Data excerpts:
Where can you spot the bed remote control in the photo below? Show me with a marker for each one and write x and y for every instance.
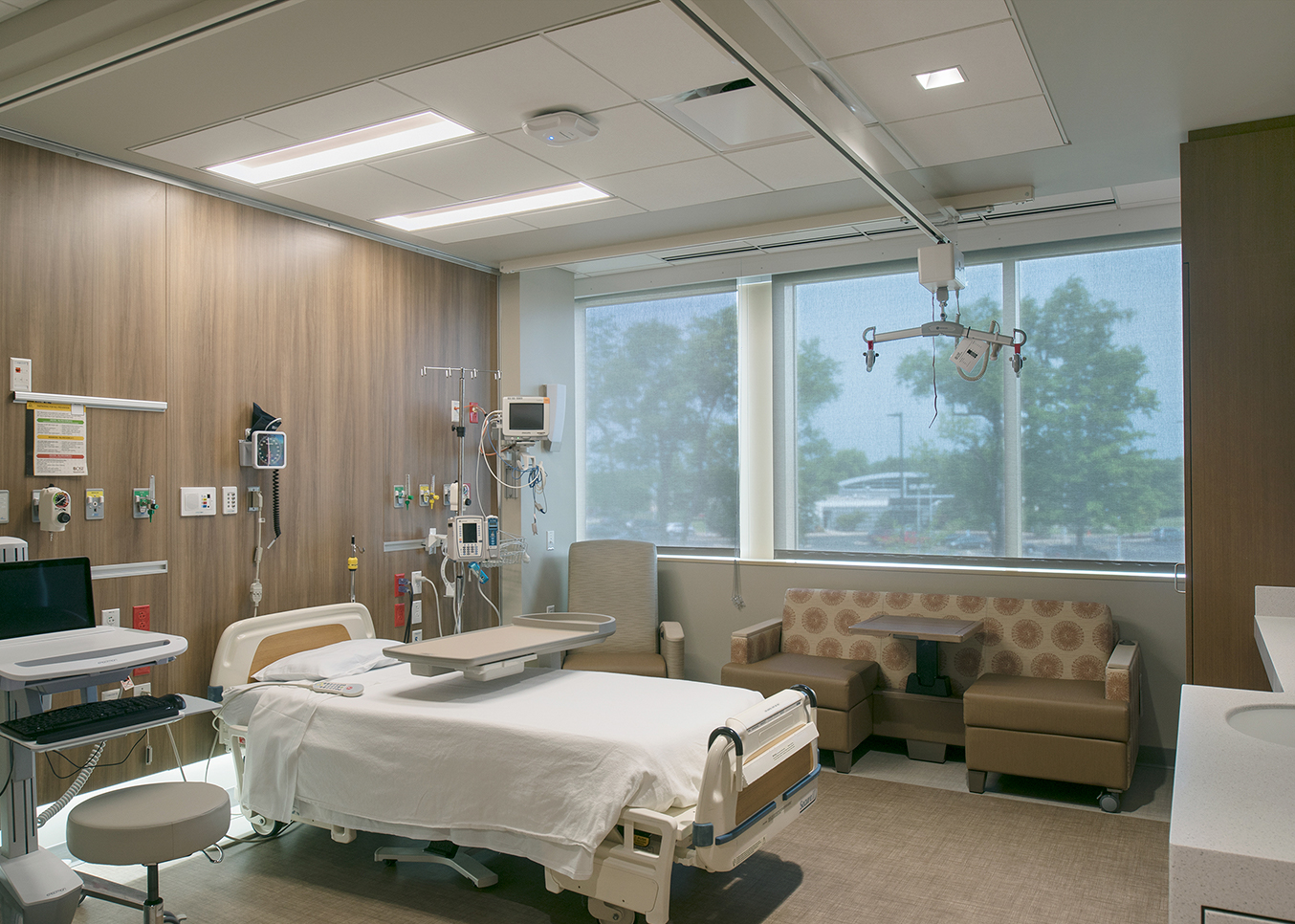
(336, 687)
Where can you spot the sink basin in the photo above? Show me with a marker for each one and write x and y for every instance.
(1268, 723)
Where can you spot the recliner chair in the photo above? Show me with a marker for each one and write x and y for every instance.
(618, 578)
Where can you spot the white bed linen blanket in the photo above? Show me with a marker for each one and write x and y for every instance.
(538, 765)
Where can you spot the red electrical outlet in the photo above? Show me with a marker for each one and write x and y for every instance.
(140, 620)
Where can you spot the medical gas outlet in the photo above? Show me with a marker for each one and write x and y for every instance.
(55, 507)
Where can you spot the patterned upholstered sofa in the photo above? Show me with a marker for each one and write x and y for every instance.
(1044, 689)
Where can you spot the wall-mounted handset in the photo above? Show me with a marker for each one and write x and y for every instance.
(266, 448)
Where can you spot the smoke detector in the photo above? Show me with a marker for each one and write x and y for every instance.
(560, 128)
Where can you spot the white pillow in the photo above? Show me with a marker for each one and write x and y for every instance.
(340, 658)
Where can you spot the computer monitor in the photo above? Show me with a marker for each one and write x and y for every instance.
(44, 595)
(526, 417)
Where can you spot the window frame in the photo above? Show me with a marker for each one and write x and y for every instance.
(785, 438)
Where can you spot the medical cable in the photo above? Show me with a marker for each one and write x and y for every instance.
(482, 591)
(76, 785)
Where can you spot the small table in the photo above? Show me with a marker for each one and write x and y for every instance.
(929, 631)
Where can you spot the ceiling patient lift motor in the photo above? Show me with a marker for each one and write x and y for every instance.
(940, 269)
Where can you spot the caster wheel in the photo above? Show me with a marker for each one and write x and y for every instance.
(266, 827)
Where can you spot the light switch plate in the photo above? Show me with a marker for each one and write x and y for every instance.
(197, 502)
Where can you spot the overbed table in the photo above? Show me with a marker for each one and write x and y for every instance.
(929, 631)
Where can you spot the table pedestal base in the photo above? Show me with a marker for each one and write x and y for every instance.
(924, 679)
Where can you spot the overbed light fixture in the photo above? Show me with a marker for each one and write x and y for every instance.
(947, 77)
(475, 210)
(362, 144)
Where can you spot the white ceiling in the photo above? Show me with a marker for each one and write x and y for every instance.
(179, 84)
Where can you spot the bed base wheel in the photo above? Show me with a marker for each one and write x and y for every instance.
(613, 913)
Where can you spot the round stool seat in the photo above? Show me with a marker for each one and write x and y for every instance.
(149, 823)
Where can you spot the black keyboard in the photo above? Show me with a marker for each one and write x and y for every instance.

Assignment:
Print every entry above again without changing a word, and omit the pictures.

The answer:
Where can you spot the bed remote control in the photo below? Show me with a marker for each one and write x and y for every instance.
(336, 687)
Where can you spot the sink basin in the photo above? Show me with a marker for each one and write x and y for every instance.
(1268, 723)
Where can you spot the recliner chair in the photo above? Show me with a marker for each one and write x and y for every instance.
(618, 578)
Where can you spot the white bed linen blanket in the photo above? Show me with a marker for each one and write x and y for every instance.
(538, 765)
Where can you spot the red electrical outlet in the photo above? Show me with a marker for each one and write x and y for every instance.
(140, 620)
Where can you spot the medical gas outlet in the photo above? Show me with a marker for each one and write x and y for every instance.
(55, 507)
Where can you spot the patterned upholstered sofa in the photo above? Show me with a marker for each one and write x and y for every instance.
(1044, 689)
Where can you spot the wall-mounted handset in the photo above? Show me with a marker for each one and write x and y for every instance.
(266, 448)
Where can you spot the smoke detector in the photo above? Show me with a marker for each one and write x and y for every instance.
(560, 128)
Where can you spot the white pillow in the photo above? Show me with a marker for each one and write x and y for every instance.
(340, 658)
Where can you spot the computer monitor in the photo above? Show me with a marker for each one and write x and y for every instance.
(44, 595)
(526, 417)
Where can you spot the window frame in the photo above? Show me with a marker for each one and write x and y for every instance.
(785, 438)
Where can you spot the medical cable in the photo above? Show me with a marker for each one and write x and y for every instance.
(482, 591)
(76, 785)
Where can you spot the small table in the photo above? Show me with a marker for each one and write x and y for every instance.
(929, 631)
Where can you spot the ceiling patient lift motor in the photo above? Show me with a marker for each one and write x and y for every instance.
(940, 269)
Where can you spot the caster wheel in the photo above? Show me with a marker for each one and write x and y for every instance.
(266, 827)
Where can you spot the light switch plate in the photo above? Show me with a marker for each one and write x and y for every instance.
(197, 502)
Where can you spot the overbed table in the photo above? Show me with a marker for each one and write x and y for every instance.
(929, 631)
Where can you spot the table pedestal base in the photo above? Show me with a marker for each one and write x and y for every instance.
(924, 679)
Where can you spot the overbed light fixture in the photo above? Show me with a marker for each one and write x and y for every instance.
(947, 77)
(475, 210)
(362, 144)
Where can you spot the white ceiling in the photo above? Show me with a marker for each one and write x and y for every instance.
(179, 84)
Where can you spot the bed base wheel in the photo above? Show me with a marker for each one and write x and y for every instance.
(613, 913)
Where can you spot the round stool seat in the photo above? Show me with a marker for each one and write x and y for every instance.
(149, 823)
Where can you spot the black keyboard in the photo above? Show me with a marker for each one and write x and y for every instance.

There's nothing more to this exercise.